+++ DATA EXTRACTS

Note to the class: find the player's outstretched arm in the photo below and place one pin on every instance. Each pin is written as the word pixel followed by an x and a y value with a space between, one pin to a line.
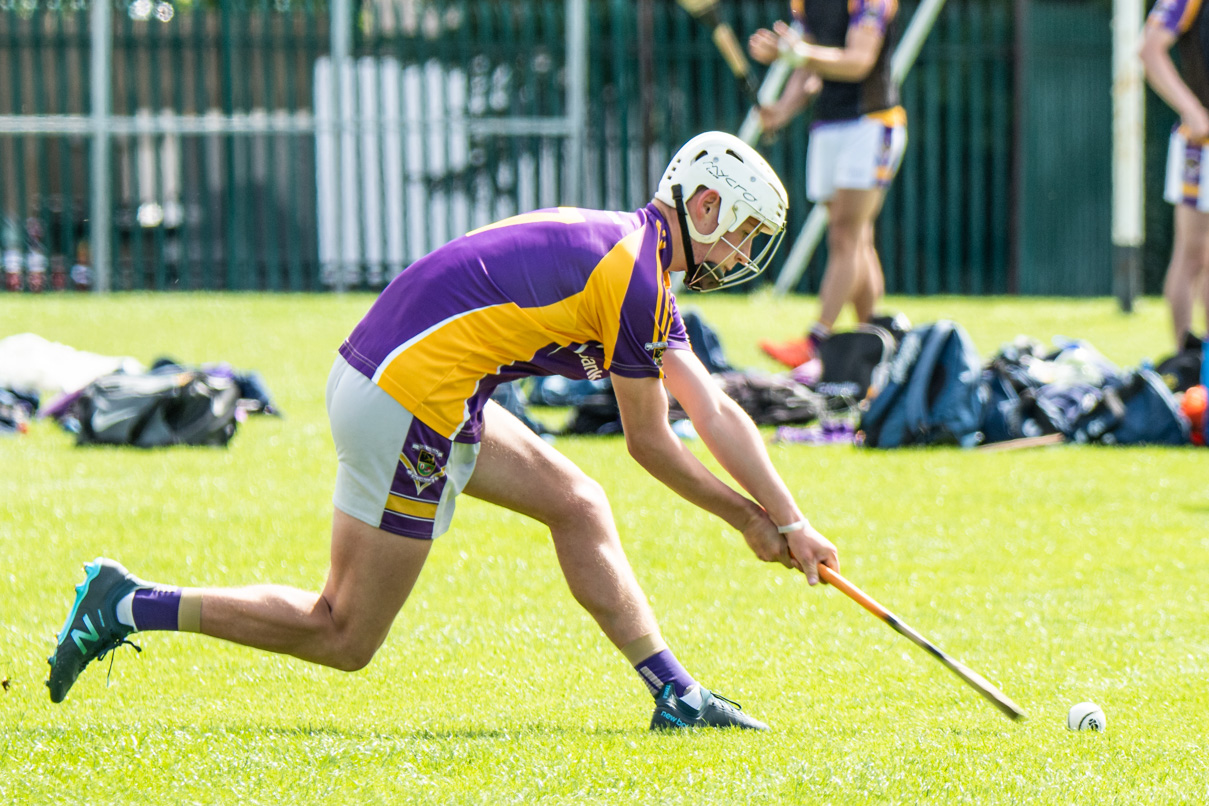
pixel 854 62
pixel 733 439
pixel 1164 79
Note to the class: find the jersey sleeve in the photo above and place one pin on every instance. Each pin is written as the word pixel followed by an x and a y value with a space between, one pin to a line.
pixel 1174 16
pixel 872 13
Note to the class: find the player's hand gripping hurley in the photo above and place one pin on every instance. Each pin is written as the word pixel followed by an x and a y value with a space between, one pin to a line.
pixel 972 678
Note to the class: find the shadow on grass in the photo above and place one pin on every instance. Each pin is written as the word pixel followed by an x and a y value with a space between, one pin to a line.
pixel 57 732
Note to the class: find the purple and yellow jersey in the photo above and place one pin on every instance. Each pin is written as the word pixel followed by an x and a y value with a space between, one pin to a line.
pixel 828 23
pixel 1190 27
pixel 1175 16
pixel 560 291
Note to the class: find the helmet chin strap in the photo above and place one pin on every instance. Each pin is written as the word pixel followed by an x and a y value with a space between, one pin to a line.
pixel 694 278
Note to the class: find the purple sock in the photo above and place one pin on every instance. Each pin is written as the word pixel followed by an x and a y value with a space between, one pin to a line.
pixel 156 608
pixel 663 667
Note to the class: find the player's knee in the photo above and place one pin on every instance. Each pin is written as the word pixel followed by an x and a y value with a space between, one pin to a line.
pixel 584 500
pixel 354 654
pixel 843 236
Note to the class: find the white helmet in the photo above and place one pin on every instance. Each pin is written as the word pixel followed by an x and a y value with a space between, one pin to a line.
pixel 748 189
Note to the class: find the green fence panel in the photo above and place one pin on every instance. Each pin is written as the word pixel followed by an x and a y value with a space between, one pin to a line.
pixel 220 189
pixel 1064 206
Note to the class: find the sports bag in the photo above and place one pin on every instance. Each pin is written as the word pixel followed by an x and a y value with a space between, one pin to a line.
pixel 935 393
pixel 1137 409
pixel 191 407
pixel 855 360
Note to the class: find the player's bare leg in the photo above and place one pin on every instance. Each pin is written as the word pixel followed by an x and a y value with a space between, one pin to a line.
pixel 519 471
pixel 371 575
pixel 872 285
pixel 849 238
pixel 1187 270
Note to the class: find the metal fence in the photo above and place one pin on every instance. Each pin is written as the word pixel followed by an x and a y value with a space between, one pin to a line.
pixel 150 144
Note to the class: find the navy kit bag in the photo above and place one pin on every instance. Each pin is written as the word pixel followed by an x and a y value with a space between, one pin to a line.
pixel 157 409
pixel 935 393
pixel 1137 409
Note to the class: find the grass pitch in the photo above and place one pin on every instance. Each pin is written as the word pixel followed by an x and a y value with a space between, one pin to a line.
pixel 1062 574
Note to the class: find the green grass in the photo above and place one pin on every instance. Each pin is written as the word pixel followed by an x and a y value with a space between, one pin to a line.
pixel 1060 574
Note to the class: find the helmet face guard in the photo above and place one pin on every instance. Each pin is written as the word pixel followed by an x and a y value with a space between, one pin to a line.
pixel 748 189
pixel 752 256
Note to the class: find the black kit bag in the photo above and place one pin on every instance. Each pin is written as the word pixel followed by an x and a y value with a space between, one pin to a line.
pixel 1013 409
pixel 1183 370
pixel 1137 409
pixel 190 407
pixel 855 360
pixel 935 394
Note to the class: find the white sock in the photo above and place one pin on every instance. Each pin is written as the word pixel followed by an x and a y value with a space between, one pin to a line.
pixel 126 609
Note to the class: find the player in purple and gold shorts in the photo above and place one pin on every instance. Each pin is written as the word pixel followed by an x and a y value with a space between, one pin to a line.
pixel 842 52
pixel 1184 24
pixel 576 293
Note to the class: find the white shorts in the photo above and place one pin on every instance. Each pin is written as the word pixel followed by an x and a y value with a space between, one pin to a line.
pixel 1187 172
pixel 862 154
pixel 394 471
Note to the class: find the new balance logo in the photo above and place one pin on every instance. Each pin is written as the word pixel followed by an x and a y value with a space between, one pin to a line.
pixel 80 636
pixel 672 718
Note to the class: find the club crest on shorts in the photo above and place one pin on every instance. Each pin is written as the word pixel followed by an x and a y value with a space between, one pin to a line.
pixel 657 351
pixel 427 468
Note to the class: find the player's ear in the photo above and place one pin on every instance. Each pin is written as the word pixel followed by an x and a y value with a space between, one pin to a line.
pixel 705 203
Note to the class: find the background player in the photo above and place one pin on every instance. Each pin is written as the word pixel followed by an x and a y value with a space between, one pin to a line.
pixel 1185 24
pixel 857 139
pixel 571 291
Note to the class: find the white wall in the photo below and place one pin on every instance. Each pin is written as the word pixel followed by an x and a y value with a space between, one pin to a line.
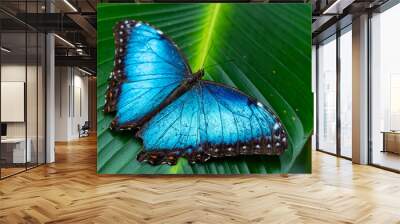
pixel 71 94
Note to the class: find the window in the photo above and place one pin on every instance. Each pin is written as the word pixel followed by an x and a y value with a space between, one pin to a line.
pixel 346 92
pixel 327 95
pixel 385 88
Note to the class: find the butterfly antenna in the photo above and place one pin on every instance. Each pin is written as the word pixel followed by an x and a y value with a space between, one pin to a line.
pixel 208 52
pixel 225 62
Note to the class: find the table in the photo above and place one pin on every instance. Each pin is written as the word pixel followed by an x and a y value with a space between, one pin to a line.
pixel 391 141
pixel 16 147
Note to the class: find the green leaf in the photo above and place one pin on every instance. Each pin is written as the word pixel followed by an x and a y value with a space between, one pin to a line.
pixel 262 49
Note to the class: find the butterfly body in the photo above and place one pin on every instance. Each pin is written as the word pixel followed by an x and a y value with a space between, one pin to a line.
pixel 176 114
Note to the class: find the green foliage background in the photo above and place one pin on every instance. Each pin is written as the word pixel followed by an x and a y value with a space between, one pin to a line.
pixel 262 49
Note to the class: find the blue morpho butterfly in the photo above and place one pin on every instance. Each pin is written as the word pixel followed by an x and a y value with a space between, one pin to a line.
pixel 154 92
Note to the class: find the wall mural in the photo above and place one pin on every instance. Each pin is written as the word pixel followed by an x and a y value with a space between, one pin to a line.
pixel 216 88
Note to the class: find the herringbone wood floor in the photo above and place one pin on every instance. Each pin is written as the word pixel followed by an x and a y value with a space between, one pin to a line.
pixel 70 191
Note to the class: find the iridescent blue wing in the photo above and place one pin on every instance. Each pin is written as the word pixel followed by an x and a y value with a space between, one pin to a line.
pixel 211 120
pixel 148 68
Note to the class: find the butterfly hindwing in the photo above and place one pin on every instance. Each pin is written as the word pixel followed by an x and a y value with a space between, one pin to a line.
pixel 211 120
pixel 148 68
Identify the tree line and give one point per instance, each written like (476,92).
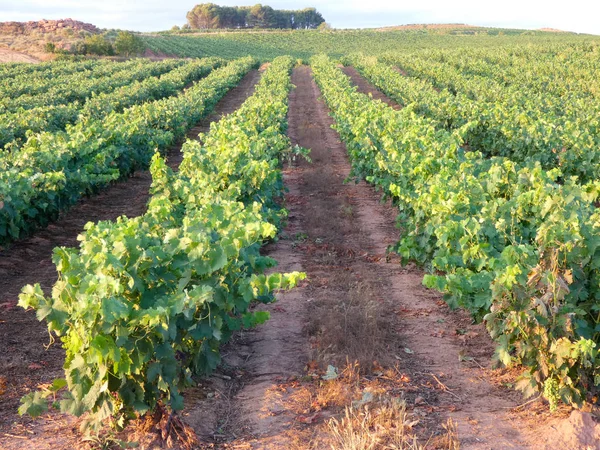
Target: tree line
(209,15)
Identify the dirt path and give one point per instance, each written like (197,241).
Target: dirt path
(448,346)
(338,233)
(24,362)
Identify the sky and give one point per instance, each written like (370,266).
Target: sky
(153,15)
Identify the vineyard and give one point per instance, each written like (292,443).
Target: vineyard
(390,230)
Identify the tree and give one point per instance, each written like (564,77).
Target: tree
(128,44)
(205,15)
(209,15)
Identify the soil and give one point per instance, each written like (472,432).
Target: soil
(9,56)
(338,233)
(25,362)
(366,88)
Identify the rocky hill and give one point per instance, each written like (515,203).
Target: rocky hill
(45,26)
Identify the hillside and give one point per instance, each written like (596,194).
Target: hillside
(30,37)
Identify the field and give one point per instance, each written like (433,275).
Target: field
(306,240)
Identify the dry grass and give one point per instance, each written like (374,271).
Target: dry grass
(385,426)
(352,327)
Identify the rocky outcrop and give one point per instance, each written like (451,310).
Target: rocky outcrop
(46,26)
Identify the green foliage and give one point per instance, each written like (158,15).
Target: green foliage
(53,170)
(97,44)
(53,100)
(504,240)
(145,303)
(303,44)
(128,44)
(211,16)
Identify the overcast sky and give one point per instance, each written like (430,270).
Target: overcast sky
(153,15)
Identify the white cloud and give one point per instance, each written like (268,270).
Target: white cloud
(146,15)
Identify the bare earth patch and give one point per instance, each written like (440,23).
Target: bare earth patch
(25,363)
(9,56)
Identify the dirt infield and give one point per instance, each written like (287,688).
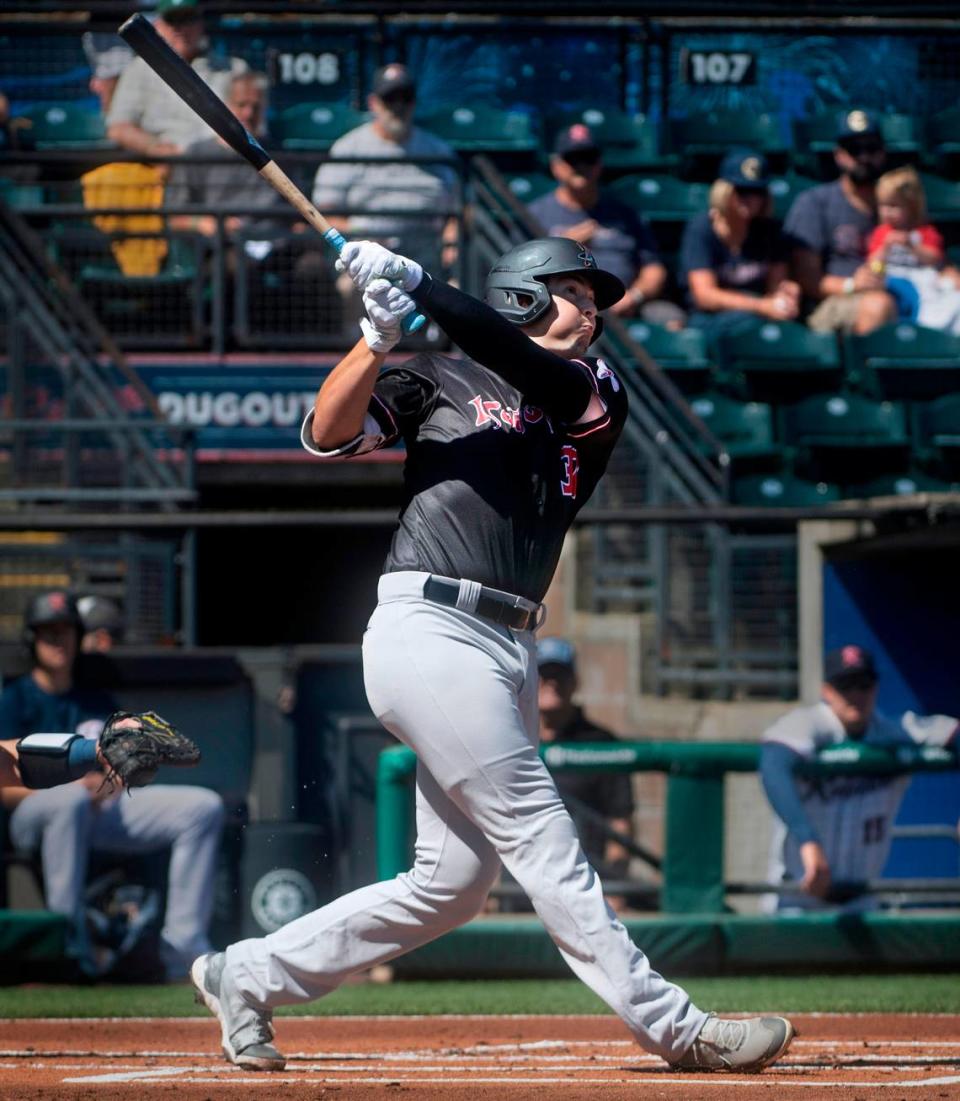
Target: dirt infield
(516,1058)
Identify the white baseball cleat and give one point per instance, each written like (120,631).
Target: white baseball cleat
(246,1034)
(744,1046)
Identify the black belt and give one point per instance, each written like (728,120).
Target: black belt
(499,607)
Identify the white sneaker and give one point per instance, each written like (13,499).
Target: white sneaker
(246,1034)
(744,1046)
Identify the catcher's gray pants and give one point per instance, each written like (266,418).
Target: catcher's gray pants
(64,825)
(461,691)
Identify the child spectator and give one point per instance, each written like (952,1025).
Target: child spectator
(909,251)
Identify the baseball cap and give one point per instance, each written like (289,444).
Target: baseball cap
(391,79)
(745,170)
(849,663)
(576,139)
(858,123)
(181,10)
(555,652)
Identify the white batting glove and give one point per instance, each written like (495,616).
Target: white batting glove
(385,306)
(366,261)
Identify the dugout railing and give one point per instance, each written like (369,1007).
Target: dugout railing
(691,864)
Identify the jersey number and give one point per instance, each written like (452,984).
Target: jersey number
(873,830)
(571,468)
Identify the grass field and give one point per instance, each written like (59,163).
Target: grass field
(838,993)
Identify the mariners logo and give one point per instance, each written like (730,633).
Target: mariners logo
(280,896)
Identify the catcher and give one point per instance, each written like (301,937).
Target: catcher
(65,821)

++++++

The output should be exactly the lines above from the line containing "Target: dirt infield" to the line containing "Identify the catcher's", inclusive, with no other lines.

TASK SOLUTION >>
Target: dirt infield
(516,1058)
Identify the white baseball cleat and give one point per instance, each written like (120,631).
Target: white baseball cleat
(246,1034)
(744,1046)
Identify the black belt and give one point per instance, each written like (728,120).
Target: black belt
(499,607)
Identify the white sneaker and give one point per instance, each written like (13,499).
Target: white sneaker
(246,1034)
(744,1046)
Identify the catcher's gray pants and give one point per instance, each written like (266,418).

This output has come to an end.